[START OF Data]

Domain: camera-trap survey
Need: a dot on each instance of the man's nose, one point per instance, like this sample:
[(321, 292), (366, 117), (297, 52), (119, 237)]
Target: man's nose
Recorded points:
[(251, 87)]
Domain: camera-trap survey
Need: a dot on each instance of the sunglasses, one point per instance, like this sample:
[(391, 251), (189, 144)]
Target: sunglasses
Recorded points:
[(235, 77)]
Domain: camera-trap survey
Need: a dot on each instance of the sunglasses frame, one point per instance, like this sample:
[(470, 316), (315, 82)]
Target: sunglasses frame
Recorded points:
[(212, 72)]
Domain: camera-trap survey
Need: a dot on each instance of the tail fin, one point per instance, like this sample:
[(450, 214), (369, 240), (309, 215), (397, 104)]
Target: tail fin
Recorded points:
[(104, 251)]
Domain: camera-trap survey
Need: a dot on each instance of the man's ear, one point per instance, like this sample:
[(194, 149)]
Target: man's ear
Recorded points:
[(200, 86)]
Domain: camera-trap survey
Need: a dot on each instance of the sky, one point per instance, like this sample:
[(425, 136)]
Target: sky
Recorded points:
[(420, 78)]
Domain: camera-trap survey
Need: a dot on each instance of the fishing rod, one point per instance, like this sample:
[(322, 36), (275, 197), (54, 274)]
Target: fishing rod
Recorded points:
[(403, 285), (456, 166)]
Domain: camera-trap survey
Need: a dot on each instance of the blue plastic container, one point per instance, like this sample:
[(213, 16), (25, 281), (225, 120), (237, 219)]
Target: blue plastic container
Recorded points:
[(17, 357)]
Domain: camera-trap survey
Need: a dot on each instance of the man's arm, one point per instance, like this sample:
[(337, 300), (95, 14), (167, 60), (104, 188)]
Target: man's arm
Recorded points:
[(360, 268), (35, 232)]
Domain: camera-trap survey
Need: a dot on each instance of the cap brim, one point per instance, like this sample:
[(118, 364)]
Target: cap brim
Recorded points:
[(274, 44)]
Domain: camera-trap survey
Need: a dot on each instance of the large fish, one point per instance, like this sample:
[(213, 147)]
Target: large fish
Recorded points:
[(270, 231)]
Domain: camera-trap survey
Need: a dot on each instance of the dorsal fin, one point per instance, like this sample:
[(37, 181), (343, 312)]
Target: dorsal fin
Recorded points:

[END OF Data]

Required work>
Could you return the material word for word, starting at its first line and ending with the line that contains "[(200, 86)]", including both of those lines?

Solution to this problem>
Domain: camera-trap survey
Need: a dot on each instance of the man's nose, one point per instance, like this sample:
[(321, 292), (366, 117), (297, 52), (119, 237)]
Target: man's nose
Recorded points:
[(251, 87)]
Domain: camera-trap survey
Need: a dot on each instance of the sunglasses, one point per instance, like this sample:
[(391, 251), (189, 144)]
Target: sunglasses
Recorded points:
[(235, 77)]
Domain: camera-trap survey
Need: a dot on each instance of the sunglasses frame, one point per instance, like this sample:
[(470, 316), (315, 82)]
Target: sunglasses frame
Recorded points:
[(212, 72)]
Domain: camera-trap survey
Need: a dot on each instance of the tail fin, one point per instance, like this sample:
[(450, 214), (369, 240), (309, 215), (397, 104)]
Target: tail fin
Recorded points:
[(104, 251)]
Domain: camera-trap survey
Need: a dot on each instance of the man's ear, one point per instance, like this sample:
[(194, 149)]
Target: man's ear
Recorded points:
[(200, 86)]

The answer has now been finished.